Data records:

►

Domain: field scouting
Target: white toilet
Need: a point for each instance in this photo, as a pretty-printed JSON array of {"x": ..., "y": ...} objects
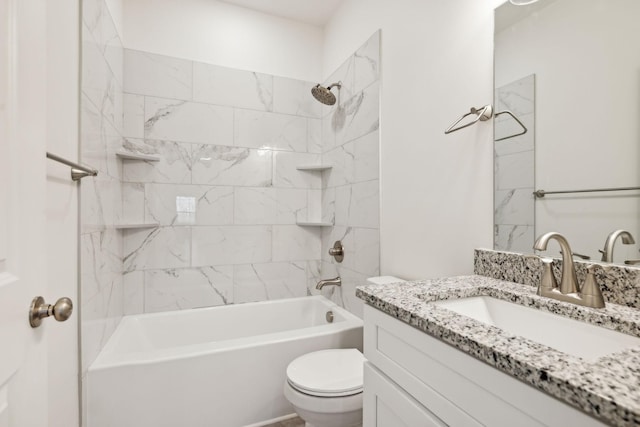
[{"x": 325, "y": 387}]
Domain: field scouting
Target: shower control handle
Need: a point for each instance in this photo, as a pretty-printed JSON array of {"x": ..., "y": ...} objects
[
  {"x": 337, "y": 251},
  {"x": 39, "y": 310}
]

◄
►

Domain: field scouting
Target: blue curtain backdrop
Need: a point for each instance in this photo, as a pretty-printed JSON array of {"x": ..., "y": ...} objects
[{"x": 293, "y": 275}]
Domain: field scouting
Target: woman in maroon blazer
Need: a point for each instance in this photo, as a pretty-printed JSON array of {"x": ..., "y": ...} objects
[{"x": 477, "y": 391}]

◄

### The task
Report each line of the data in which "Target" occurs.

### Task answer
Target: white toilet
Target: shower control handle
Target: blue curtain backdrop
Target: woman in maroon blazer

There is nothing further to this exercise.